After this, all you need to do to maintain the plan is monitor your return and savings amount each year, rebalance the portfolio back to your desired asset allocation (which may change gradually as you get closer to the goal and decide to take less risk), and stay the course through the inevitable bear markets and scary economic times you will undoubtedly pass through.
Let’s do one more example, just to help things sink in. Joe is of more modest means than the guy in the last example. He works a blue-collar job and can really only save about $10K a year. He would like to retire as soon as possible, but he admits it was hard to watch his 90% stock portfolio dip and dive in the last bear market, so he isn’t really keen on taking that much risk again. In fact, if he had to do it all over again, he’d prefer a 50/50 portfolio. He figures he could get 5% real out of his stocks, and 2% real out of his bonds, so he expects a 3.5% real return out of his 50/50 portfolio. He expects social security to make up a decent chunk of his retirement income, so he figures he only needs his portfolio to provide about $30K a year. He wants to know how long until he can retire. He has a $100K portfolio now thanks to some savings and a small inheritance.

┄┄┄┄┄┄┄┄┄┄┄┄┄┄┄┄┄┄┄┄

Stated problem 1:
According to the retirement-planning passage, about how much can Joe save each year?
Stated problem 2:
Rewrite the stretch of the retirement-planning passage that begins with "Let’s do one" and ends with "a small inheritance.", changing every "portfolio" to "nest egg".

Dataset records

┄┄┄┄┄┄┄┄┄┄┄┄┄┄┄┄┄┄┄┄

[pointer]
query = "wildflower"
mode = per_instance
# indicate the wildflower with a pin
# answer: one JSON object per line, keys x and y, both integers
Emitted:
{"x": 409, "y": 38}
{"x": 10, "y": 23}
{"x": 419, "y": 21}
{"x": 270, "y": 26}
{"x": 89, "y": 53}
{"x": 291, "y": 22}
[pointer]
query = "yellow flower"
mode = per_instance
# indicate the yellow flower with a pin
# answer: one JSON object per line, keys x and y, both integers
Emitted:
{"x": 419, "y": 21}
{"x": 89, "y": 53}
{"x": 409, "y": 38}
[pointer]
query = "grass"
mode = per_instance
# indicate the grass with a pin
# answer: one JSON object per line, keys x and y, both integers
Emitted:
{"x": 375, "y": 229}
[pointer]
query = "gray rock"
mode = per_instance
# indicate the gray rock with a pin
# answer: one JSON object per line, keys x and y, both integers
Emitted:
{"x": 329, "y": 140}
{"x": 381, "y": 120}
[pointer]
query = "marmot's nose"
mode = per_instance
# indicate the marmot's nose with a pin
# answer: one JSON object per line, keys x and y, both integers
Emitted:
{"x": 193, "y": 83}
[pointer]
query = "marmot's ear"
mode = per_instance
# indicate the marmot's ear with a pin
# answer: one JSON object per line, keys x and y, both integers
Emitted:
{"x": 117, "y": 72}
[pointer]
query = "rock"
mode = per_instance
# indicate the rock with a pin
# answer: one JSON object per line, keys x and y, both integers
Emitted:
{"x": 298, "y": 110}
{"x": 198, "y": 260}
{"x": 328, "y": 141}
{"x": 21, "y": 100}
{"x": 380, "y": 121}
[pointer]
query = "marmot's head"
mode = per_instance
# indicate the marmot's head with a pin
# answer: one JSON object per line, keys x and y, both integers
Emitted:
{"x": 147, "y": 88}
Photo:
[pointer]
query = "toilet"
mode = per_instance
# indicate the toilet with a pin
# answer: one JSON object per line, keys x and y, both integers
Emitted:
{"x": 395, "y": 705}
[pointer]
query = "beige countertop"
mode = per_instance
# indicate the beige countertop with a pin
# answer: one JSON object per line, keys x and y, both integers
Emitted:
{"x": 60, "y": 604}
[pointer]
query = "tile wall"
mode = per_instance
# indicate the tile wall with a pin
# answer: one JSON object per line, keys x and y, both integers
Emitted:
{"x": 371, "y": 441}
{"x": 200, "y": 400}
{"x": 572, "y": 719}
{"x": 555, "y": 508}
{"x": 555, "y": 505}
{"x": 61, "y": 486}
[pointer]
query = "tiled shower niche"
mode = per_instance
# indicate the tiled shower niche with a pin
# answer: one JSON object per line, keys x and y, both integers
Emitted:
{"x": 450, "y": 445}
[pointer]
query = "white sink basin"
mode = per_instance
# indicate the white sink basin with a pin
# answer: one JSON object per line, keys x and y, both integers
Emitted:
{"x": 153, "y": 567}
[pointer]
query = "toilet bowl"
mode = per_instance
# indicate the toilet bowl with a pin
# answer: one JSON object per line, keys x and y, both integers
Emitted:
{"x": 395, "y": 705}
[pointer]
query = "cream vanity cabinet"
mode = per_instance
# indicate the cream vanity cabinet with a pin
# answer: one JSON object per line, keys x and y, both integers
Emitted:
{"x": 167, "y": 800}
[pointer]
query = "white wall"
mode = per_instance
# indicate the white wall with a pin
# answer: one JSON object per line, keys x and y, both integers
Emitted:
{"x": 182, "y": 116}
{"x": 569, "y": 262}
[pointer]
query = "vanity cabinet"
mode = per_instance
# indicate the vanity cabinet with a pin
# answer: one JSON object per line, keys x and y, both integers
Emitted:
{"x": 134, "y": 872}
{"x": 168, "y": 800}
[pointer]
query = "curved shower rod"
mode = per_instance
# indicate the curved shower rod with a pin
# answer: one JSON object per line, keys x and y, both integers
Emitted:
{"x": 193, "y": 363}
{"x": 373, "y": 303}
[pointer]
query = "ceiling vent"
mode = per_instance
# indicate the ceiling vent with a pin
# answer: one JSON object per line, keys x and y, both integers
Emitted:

┄┄┄┄┄┄┄┄┄┄┄┄┄┄┄┄┄┄┄┄

Task answer 1:
About $10K a year.

Task answer 2:
Let’s do one more example, just to help things sink in. Joe is of more modest means than the guy in the last example. He works a blue-collar job and can really only save about $10K a year. He would like to retire as soon as possible, but he admits it was hard to watch his 90% stock nest egg dip and dive in the last bear market, so he isn’t really keen on taking that much risk again. In fact, if he had to do it all over again, he’d prefer a 50/50 nest egg. He figures he could get 5% real out of his stocks, and 2% real out of his bonds, so he expects a 3.5% real return out of his 50/50 nest egg. He expects social security to make up a decent chunk of his retirement income, so he figures he only needs his nest egg to provide about $30K a year. He wants to know how long until he can retire. He has a $100K nest egg now thanks to some savings and a small inheritance.